**TASK GOAL**
Give the lines below as a JSON list of strings, one string per line, leaving out any blank lines.

**RAW DATA**
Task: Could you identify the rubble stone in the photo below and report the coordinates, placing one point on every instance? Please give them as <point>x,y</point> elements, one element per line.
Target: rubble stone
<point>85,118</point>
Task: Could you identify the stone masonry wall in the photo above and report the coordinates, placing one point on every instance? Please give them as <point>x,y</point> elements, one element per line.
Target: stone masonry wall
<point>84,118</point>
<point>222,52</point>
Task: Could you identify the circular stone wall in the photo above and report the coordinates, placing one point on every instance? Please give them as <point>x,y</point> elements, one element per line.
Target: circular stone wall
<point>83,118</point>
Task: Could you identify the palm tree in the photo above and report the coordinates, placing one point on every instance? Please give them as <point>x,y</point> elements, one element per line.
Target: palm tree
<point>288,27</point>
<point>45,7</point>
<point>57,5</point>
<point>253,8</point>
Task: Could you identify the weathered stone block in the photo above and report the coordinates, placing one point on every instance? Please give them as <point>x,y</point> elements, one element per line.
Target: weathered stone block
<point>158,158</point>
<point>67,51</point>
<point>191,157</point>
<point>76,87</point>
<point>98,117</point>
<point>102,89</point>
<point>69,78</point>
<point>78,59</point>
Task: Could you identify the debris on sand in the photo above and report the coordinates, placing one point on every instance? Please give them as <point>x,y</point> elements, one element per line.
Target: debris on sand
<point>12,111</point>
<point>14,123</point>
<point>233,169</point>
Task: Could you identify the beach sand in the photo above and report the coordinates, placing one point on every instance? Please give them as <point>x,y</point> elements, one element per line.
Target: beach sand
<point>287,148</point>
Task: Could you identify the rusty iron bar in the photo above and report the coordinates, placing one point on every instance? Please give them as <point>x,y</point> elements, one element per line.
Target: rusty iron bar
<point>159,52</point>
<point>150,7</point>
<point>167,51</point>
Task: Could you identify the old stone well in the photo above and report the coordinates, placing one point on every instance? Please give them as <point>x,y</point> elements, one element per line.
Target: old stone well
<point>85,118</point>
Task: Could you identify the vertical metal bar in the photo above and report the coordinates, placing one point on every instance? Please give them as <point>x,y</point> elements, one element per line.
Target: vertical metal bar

**RESULT BELOW**
[
  "Task: Could you identify the rubble stone in the photo below and report the coordinates, placing one point on every instance? Please give them as <point>x,y</point> elements, one element per line.",
  "Target: rubble stone",
  "<point>85,118</point>",
  "Task: Could you identify the stone masonry wall in the photo above and report the coordinates, placing one point on every instance? Please give them as <point>x,y</point> elements, one element per line.",
  "Target: stone masonry wall",
  "<point>84,118</point>",
  "<point>222,52</point>",
  "Task: Could you identify the circular stone wall in the photo above and report the coordinates, placing one point on every instance? Please give them as <point>x,y</point> elements, one element per line.",
  "Target: circular stone wall",
  "<point>83,118</point>",
  "Task: Could you identify the palm tree in the photo above and report the coordinates, placing one point on every instance? Please give them as <point>x,y</point> elements, one element per line.",
  "Target: palm tree",
  "<point>288,27</point>",
  "<point>45,7</point>",
  "<point>57,5</point>",
  "<point>253,8</point>",
  "Task: Could you identify the weathered stone block in the photo above and report the coordinates, placing one point on every instance? Please give them as <point>x,y</point> elements, one element per line.",
  "Target: weathered stone block",
  "<point>158,158</point>",
  "<point>67,51</point>",
  "<point>191,157</point>",
  "<point>76,87</point>",
  "<point>98,117</point>",
  "<point>102,89</point>",
  "<point>69,78</point>",
  "<point>78,59</point>",
  "Task: Could you identify the debris on sand in the photo above and report the coordinates, placing one point on every instance? Please give them as <point>x,y</point> elements, one element per line.",
  "Target: debris on sand",
  "<point>12,111</point>",
  "<point>14,123</point>",
  "<point>233,169</point>",
  "Task: Could you identify the beach sand in the photo above and report the coordinates, placing one point on every instance? Please give them as <point>x,y</point> elements, one element per line.",
  "Target: beach sand",
  "<point>287,148</point>",
  "Task: Could you identify the rusty iron bar in the photo above and report the coordinates, placing one point on every instance? Please give them as <point>x,y</point> elements, one element per line.",
  "Target: rusty iron bar",
  "<point>159,52</point>",
  "<point>150,7</point>",
  "<point>167,51</point>",
  "Task: Could you identify the old stone well in the photo above and report the coordinates, placing one point on every instance? Please give them as <point>x,y</point> elements, one element per line.",
  "Target: old stone well",
  "<point>85,118</point>",
  "Task: Could you identify the vertical metal bar in the photo above and report the coordinates, placing one point on every instance? Please give them as <point>x,y</point> elements, one element per line.",
  "Target: vertical metal bar"
]